(Location identification entries)
- - -

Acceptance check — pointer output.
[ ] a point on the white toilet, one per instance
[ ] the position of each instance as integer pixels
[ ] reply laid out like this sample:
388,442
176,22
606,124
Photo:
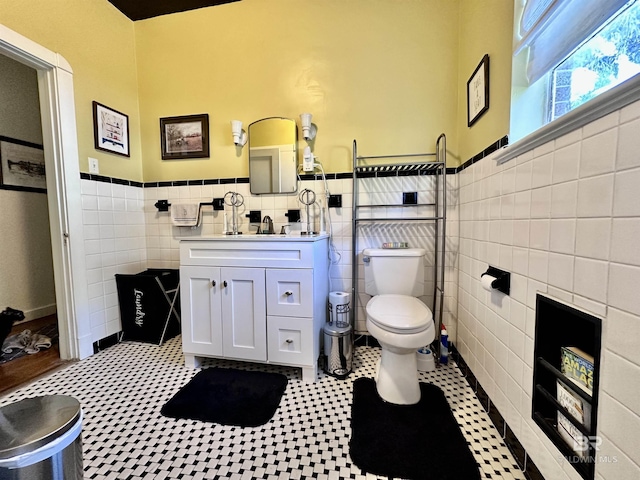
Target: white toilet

- - -

● WRITTEN PROBLEM
Swap every "instance" in the material for "object" and write all its lines out again with nothing else changed. Leave the pictures out of your answer.

● CORRECT RESULT
Acceptance check — pointer output.
[ ] a point on the white toilet, one per object
[ ] the position of each object as integer pixels
[ ] reply laid out like this sample:
388,442
176,22
606,124
Photo:
Target: white toilet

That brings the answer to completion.